**The data:**
┌──

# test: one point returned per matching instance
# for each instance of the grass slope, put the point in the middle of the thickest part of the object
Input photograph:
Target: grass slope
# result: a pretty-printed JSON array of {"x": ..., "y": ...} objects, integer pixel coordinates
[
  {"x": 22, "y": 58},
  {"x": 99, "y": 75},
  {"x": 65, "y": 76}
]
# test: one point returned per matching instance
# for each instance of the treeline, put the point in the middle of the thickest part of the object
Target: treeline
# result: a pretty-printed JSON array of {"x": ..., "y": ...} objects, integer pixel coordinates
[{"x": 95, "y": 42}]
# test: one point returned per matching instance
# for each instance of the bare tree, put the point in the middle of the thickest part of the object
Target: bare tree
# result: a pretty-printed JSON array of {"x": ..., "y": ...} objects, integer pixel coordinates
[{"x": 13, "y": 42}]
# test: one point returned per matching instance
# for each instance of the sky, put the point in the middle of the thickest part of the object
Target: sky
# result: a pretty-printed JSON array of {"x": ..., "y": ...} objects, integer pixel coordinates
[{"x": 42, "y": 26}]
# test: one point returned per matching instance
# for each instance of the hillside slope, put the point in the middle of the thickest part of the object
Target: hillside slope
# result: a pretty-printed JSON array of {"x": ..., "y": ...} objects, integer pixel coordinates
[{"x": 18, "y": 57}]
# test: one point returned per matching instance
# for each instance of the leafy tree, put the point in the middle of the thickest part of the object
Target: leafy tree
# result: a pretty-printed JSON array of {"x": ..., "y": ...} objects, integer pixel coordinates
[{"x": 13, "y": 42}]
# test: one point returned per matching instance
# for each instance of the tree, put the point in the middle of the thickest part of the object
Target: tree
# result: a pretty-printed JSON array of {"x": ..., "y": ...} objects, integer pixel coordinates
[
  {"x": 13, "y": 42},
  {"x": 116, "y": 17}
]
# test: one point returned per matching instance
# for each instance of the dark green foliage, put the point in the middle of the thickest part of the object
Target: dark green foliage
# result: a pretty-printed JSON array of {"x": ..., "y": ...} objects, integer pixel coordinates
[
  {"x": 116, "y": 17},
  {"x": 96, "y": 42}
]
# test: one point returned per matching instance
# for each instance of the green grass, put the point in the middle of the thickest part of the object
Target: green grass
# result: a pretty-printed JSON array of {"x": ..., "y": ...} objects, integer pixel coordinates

└──

**Work to be completed:** From the entries above, return exactly the line containing "# for each instance of the tree, put", the line containing "Target: dark green foliage", and all lines between, and nothing else.

**Your solution:**
# for each instance of the tree, put the point in the middle of the thickest part of the object
Target: tree
# result: a pretty-printed JSON array of {"x": ..., "y": ...} objects, integer pixel coordinates
[
  {"x": 13, "y": 42},
  {"x": 116, "y": 17}
]
# test: one point returned per matching instance
# for each instance of the dark green foliage, put the point in the middle of the thickest part of the object
Target: dark green foliage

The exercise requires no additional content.